Kaynak metin:
____

Roma krallık döneminde yüksek magistiratların yani memurların tutmaya başladığı basit kayıtlar olup sonra gelişim gösteren "Commentarii" ler, din görevlileri pontifexlerin tuttuğu yıllıklar olan "Annales Maximi"ler ve daha bir kaç eski kayıt tutma belgelerinin tanımlarını içeren bölümlere yer veren Bedia Demiriş sonra Livius'un tarihçiliğine, üslub ve biçemine, ona yöneltilen olumlu-olumsuz eleştirilere değiniyor ve onun üstünden dönemin tarihçiliğine değiniyor,bilgilerin okuyucuya sunuluş şekli ve içeriği açısından çok yararlandığım bir kitap oldu,hem bir ders kitabı olarak tarihçilere veya Latin dili gibi bölümlerde okuyanlara hem de genel okuyucuya hitap eden bir eser.

____

Kayıtlı veriler:
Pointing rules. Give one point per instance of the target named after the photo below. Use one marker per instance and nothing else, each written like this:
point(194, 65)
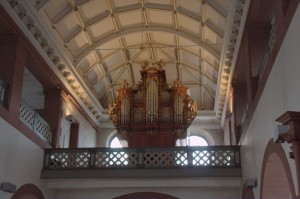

____

Görev:
Kaynak metne göre din görevlileri olan pontifexlerin tuttuğu yıllıklara ne ad verilir?

Tamamlanan görev:
Bu yıllıklara "Annales Maximi" adı verilir.